* [Work to complete]: Exactly and only the lines from the first entry through the line with "the dark dog in water" should be copied, both ends included, with no pictures.

* [The data]:
+-------+
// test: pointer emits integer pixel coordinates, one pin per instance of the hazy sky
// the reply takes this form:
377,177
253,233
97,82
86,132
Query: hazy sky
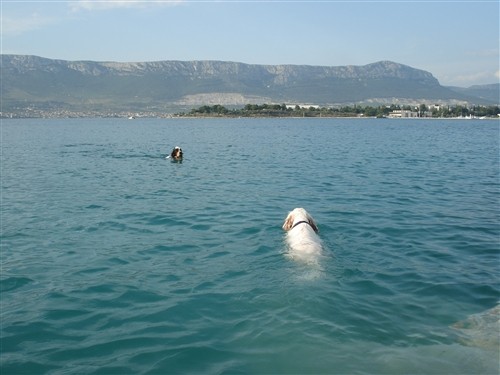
457,41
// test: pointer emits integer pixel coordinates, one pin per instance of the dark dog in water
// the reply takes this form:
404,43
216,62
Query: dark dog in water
176,153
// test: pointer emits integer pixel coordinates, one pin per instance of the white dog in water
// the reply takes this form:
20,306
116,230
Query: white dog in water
303,242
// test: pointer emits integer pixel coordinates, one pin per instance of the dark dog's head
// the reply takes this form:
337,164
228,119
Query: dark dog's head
176,153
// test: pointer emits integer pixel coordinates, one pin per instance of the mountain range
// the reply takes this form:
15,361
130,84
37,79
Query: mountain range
36,82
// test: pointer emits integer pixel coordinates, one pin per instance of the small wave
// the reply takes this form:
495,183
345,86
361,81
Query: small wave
12,283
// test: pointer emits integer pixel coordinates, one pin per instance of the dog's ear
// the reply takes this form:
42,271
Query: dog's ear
287,225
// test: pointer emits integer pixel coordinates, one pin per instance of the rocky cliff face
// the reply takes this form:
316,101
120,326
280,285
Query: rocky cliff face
202,69
34,80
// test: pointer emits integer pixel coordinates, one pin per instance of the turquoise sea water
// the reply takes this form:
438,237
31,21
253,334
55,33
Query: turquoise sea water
115,260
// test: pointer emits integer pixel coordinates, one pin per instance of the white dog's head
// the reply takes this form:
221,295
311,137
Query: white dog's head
298,216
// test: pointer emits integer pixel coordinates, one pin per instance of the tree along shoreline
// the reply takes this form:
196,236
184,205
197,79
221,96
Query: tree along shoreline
282,110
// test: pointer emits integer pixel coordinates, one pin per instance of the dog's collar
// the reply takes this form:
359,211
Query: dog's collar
301,222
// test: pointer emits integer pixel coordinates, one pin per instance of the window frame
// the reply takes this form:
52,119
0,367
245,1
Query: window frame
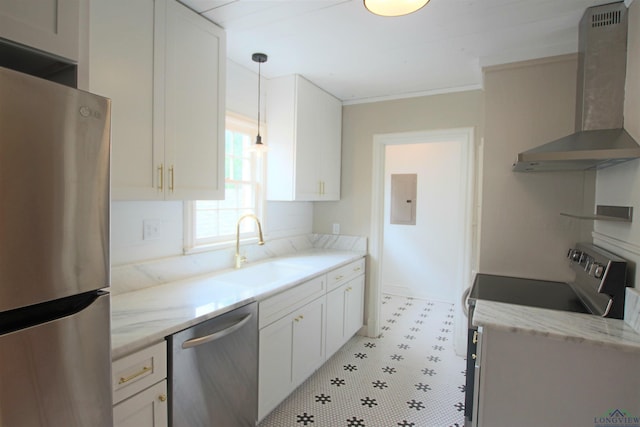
243,124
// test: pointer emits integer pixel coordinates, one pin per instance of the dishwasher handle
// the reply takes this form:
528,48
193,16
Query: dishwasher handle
194,342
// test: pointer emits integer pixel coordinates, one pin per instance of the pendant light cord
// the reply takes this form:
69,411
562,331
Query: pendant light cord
259,74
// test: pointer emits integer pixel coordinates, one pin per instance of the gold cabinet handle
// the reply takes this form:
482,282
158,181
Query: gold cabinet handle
143,371
161,177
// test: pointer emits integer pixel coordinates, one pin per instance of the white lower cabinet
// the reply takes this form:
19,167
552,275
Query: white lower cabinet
145,409
140,388
298,325
345,309
531,380
291,349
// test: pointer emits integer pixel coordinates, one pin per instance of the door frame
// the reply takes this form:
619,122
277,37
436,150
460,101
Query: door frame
464,136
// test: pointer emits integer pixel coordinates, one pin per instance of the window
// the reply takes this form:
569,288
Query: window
214,221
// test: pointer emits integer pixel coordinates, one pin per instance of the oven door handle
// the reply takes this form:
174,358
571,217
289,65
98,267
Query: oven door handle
465,307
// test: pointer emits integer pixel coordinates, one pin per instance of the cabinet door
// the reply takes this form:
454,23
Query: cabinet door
345,310
305,131
48,25
354,307
145,409
290,350
308,339
275,362
331,148
308,125
122,68
335,319
193,55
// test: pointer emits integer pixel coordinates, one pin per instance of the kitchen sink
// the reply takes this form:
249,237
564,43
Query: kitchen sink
265,273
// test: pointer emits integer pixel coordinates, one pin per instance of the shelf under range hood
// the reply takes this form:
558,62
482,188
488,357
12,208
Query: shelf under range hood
586,150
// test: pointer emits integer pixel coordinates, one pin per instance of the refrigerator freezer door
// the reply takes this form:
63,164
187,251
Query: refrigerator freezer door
54,190
58,373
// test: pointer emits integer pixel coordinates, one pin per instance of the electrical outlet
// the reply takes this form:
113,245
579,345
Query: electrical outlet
151,229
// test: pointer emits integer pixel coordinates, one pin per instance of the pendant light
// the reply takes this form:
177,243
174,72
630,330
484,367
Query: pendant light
259,147
394,7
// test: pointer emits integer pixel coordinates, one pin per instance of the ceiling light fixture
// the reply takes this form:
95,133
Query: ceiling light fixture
259,147
394,7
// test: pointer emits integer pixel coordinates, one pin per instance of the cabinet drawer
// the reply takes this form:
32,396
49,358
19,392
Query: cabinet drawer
137,371
284,303
345,273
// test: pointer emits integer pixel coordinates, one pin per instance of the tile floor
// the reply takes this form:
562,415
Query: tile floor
410,376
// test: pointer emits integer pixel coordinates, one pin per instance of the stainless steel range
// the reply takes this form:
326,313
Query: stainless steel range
598,289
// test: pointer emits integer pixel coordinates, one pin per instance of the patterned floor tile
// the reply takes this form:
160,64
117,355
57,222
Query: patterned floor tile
409,377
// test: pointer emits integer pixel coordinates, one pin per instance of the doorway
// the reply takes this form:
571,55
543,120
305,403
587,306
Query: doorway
459,146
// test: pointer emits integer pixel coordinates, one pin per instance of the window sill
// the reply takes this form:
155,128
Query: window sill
210,247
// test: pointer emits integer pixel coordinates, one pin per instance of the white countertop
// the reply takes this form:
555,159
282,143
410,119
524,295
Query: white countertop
560,325
144,317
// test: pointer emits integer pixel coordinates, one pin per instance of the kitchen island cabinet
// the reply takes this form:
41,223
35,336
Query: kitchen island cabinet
140,388
51,26
304,133
163,66
532,370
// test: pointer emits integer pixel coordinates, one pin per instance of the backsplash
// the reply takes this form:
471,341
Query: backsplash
132,277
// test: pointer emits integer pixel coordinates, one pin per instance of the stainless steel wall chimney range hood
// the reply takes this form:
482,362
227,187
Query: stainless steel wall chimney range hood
600,139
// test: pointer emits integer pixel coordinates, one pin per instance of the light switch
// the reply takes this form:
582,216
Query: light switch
403,198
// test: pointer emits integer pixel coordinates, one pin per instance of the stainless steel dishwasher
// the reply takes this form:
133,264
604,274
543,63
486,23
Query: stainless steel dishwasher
213,372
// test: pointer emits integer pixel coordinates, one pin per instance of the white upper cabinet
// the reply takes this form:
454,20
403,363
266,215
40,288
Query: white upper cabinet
193,85
304,133
163,66
48,25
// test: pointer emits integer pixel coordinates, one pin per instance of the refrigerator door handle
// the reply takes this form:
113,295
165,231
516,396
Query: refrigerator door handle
194,342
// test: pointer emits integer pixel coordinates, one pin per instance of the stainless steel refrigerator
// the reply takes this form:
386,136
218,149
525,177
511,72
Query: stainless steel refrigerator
55,352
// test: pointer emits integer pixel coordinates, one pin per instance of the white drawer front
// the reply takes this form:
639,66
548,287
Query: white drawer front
137,371
284,303
345,273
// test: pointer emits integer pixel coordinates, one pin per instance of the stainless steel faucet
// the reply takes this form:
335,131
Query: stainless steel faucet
240,259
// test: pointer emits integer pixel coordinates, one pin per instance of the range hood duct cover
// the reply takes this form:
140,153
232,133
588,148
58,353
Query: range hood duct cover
600,139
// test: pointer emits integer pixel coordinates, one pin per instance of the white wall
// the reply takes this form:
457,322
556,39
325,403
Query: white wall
521,231
282,219
620,185
419,260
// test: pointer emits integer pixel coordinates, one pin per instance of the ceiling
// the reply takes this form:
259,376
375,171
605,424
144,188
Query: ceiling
361,57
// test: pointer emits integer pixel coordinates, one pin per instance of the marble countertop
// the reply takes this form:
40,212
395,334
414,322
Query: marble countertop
560,325
146,316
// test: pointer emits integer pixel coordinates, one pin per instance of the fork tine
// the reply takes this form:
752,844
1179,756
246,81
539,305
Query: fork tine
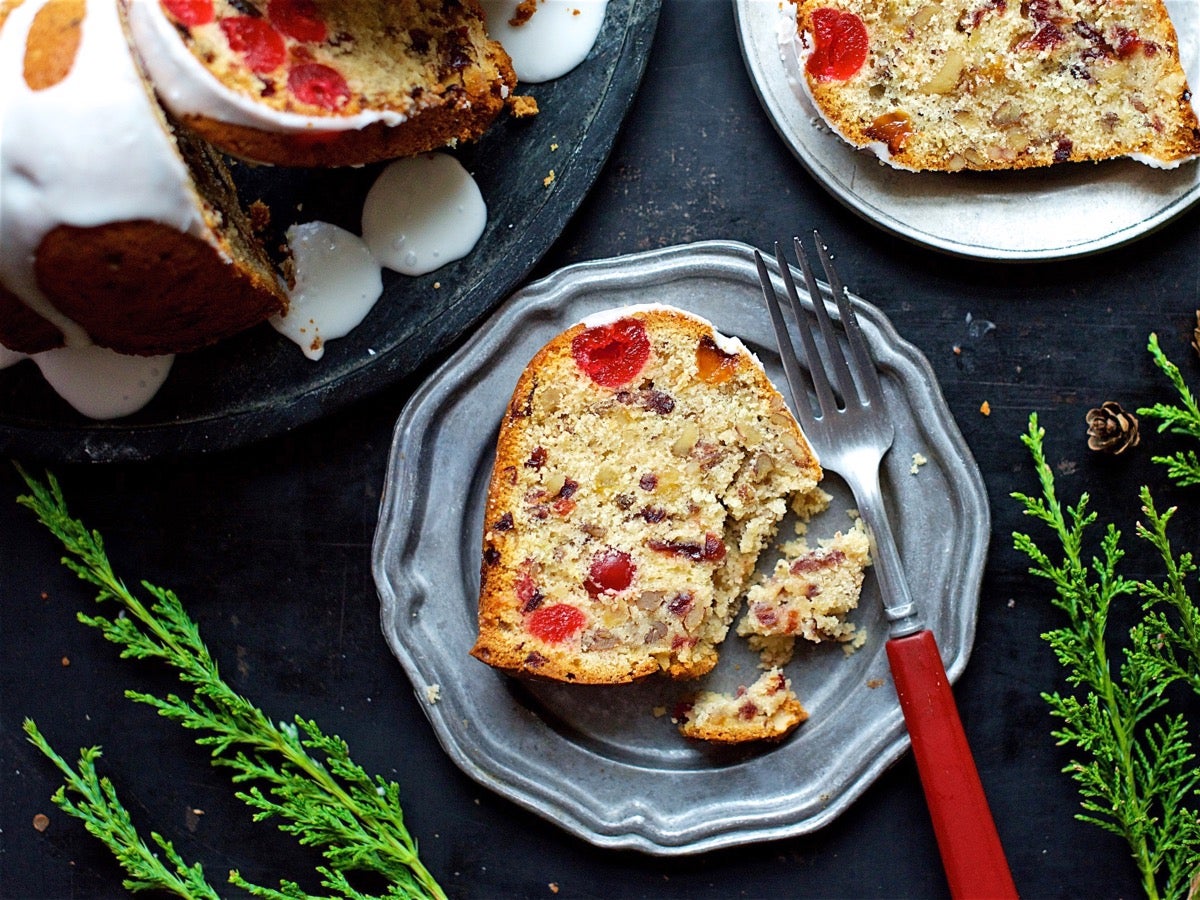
868,376
786,348
837,358
826,399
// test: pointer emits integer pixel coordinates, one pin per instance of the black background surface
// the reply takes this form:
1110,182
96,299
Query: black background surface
269,547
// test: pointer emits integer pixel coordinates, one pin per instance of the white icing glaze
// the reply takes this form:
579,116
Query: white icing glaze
423,213
10,358
337,281
186,88
724,342
553,41
85,151
102,384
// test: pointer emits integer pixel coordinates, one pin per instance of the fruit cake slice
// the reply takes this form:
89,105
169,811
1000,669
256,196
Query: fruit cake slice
642,466
324,82
999,84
+-------+
* [Solution to this exercise]:
// test: pointer emits integer pixel coordinates, one pin per instance of the hazy sky
// the reply takes this form:
377,177
253,233
97,82
86,132
Query: hazy sky
457,41
// test: pointer emits integer pixel coordinates, one pin per instance of the dark dog in water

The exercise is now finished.